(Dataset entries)
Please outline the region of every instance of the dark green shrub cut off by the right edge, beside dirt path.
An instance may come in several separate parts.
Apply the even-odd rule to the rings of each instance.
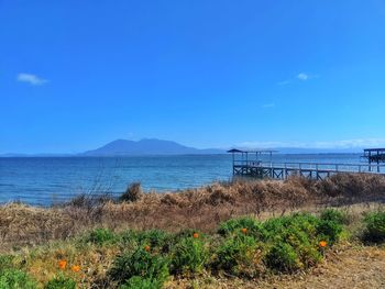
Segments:
[[[370,243],[385,242],[385,211],[369,213],[364,219],[363,241]]]

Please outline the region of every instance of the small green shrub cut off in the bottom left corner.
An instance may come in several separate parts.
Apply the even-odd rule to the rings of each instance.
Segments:
[[[0,273],[1,289],[35,289],[37,285],[22,270],[4,269]]]

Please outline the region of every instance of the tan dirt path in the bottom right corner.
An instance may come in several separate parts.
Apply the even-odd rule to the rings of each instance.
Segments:
[[[206,289],[385,289],[385,247],[344,245],[307,274],[272,277],[257,282],[199,279],[169,288]]]

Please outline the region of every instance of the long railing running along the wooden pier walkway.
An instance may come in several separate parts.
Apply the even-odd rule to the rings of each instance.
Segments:
[[[271,163],[256,160],[234,160],[234,167],[274,168],[289,170],[312,170],[329,173],[371,173],[385,174],[385,165],[336,164],[336,163]]]

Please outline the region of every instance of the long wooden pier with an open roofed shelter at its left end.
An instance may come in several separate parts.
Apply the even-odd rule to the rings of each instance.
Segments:
[[[272,162],[272,154],[275,151],[229,151],[228,153],[232,154],[233,176],[272,179],[287,179],[289,176],[301,176],[308,179],[321,180],[341,173],[385,175],[385,165],[373,165],[372,163],[274,163]],[[268,154],[270,162],[262,162],[258,158],[262,154]],[[240,156],[240,159],[237,159],[235,156]]]

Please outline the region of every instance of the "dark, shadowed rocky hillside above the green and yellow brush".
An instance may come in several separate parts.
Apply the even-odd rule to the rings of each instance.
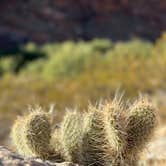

● **Work item**
Retype all of the data above word for word, excluding the pictures.

● **Task result**
Please outline the region of every instance of the dark green shrub cut off by the right edge, beside dirt path.
An instance may come in several separate parts.
Apply the even-odd rule to the rings of each instance.
Segments:
[[[370,243],[385,242],[385,211],[369,213],[364,219],[363,241]]]

Please outline the region of every instance of the small green shrub cut off in the bottom left corner.
An instance may come in several separate parts.
Apply the even-odd rule to the rings of each instance.
Segments:
[[[0,273],[1,289],[35,289],[37,285],[22,270],[4,269]]]

Please outline the region of every instance of the tan dirt path in the bottom right corner.
An instance may come in several separate parts.
Apply the even-odd rule to the rings of each instance.
Segments:
[[[206,289],[385,289],[385,247],[344,245],[307,274],[272,277],[257,282],[199,279],[169,288]]]

Please outline the region of every instance of the long railing running along the wooden pier walkway.
An instance may come in several separate parts.
Apply the even-odd rule to the rings of each instance.
Segments:
[[[271,163],[256,160],[234,160],[234,167],[274,168],[289,170],[312,170],[329,173],[371,173],[385,174],[385,165],[336,164],[336,163]]]

Please outline the region of every instance of the long wooden pier with an open roofed shelter at its left end.
An instance may come in several separate parts.
Apply the even-odd rule to the rings of each instance.
Segments:
[[[272,162],[272,154],[275,151],[229,151],[228,153],[232,154],[233,176],[272,179],[287,179],[289,176],[301,176],[308,179],[321,180],[341,173],[385,175],[385,165],[373,165],[372,163],[274,163]],[[268,154],[270,162],[262,162],[258,158],[262,154]],[[240,156],[240,159],[237,159],[235,156]]]

Please outline the region of every instance of the "dark, shadowed rocky hillside above the green and yellow brush".
An instance may come in several separate parts.
Apply the even-odd rule to the rings of each instance.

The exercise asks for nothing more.